Выполните задания:
• a. Верните дословно часть отрывка о Екатерине и Генрихе от «15 января 1552» до «с большим одобрением.».
• b. Согласуются ли с отрывком о Екатерине и Генрихе следующие утверждения? Для каждого ответьте «да» или «нет» и дословно приведите слова текста, которые это решают: (i) Екатерина во второй раз получила полномочия регентства; (ii) Шамборский мирный договор Генрих подписал в феврале 1552 года; (iii) к тому времени Екатерина подарила Генриху пятерых детей.

Кроме облегчения, испытанного, когда ее кузены избежали потенциальной опасности, Екатерина имела и другие основания почувствовать себя лучше. Генрих с некоторых пор стал выказывать королеве несомненные нежность и привязанность. Эти изменения в поведении монарха не остались незамеченными при дворе. Один очевидец пишет: «Король навещает королеву и служит ей с такой заботой и вниманием, что любо-дорого посмотреть». Растущая благосклонность Генриха к жене объяснялась несколькими причинами: во-первых, она подарила ему уже шестерых детей, во-вторых, отличалась нетребовательностью и преданностью. Позицию Дианы, уже разменявшей шестой десяток, можно описать примерно так: она и смолоду-то, вероятно, не особенно интересовалась сексом, а теперь и вовсе устала от пылких притязаний атлета-короля. Что же может быть лучше, нежели отослать его в супружескую постель – пусть он резвится там, куда нет доступа другим хищницам! Кроме того, в обострившейся международной обстановке король начал ценить политическую прозорливость Екатерины. Когда Генрих вновь отправился на войну с императором, она во второй раз получила полномочия регентства.
15 января 1552 года Генрих подписал Шамборский мирный договор, поддерживавший германских лютеранских князей, восставших против политического и религиозного ига Карла. Франция горячо пообещала им помощь, и в феврале 1552 года Генрих объявил императору войну, сообщив, что сам поведет войска в качестве «защитника германских свобод». В свою очередь, ему отдали административную власть как «наместнику императора» над Тулом, Мецем, Верденом (так называемые три епископства) и Камбрэ. Эти стратегически важные города с франкоязычным населением на северо-восточной границе Франции были ценным завоеванием, и французы восприняли этот проект с большим одобрением.

Показанные строки:
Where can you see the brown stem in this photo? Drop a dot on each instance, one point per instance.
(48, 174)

...

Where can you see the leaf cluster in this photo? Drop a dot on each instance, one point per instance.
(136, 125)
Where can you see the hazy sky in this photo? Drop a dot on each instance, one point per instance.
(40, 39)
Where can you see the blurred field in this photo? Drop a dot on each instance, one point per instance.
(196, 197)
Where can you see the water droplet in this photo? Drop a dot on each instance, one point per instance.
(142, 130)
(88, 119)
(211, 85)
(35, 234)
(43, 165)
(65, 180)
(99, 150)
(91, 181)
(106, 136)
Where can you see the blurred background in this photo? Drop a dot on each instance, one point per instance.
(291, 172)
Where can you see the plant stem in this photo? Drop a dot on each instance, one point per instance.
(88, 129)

Ответы по заданиям:
• a.
15 января 1552 года Генрих подписал Шамборский мирный договор, поддерживавший германских лютеранских князей, восставших против политического и религиозного ига Карла. Франция горячо пообещала им помощь, и в феврале 1552 года Генрих объявил императору войну, сообщив, что сам поведет войска в качестве «защитника германских свобод». В свою очередь, ему отдали административную власть как «наместнику императора» над Тулом, Мецем, Верденом (так называемые три епископства) и Камбрэ. Эти стратегически важные города с франкоязычным населением на северо-восточной границе Франции были ценным завоеванием, и французы восприняли этот проект с большим одобрением.

• b.
(i) Да: «она во второй раз получила полномочия регентства».
(ii) Нет: «15 января 1552 года Генрих подписал Шамборский мирный договор».
(iii) Нет: «она подарила ему уже шестерых детей».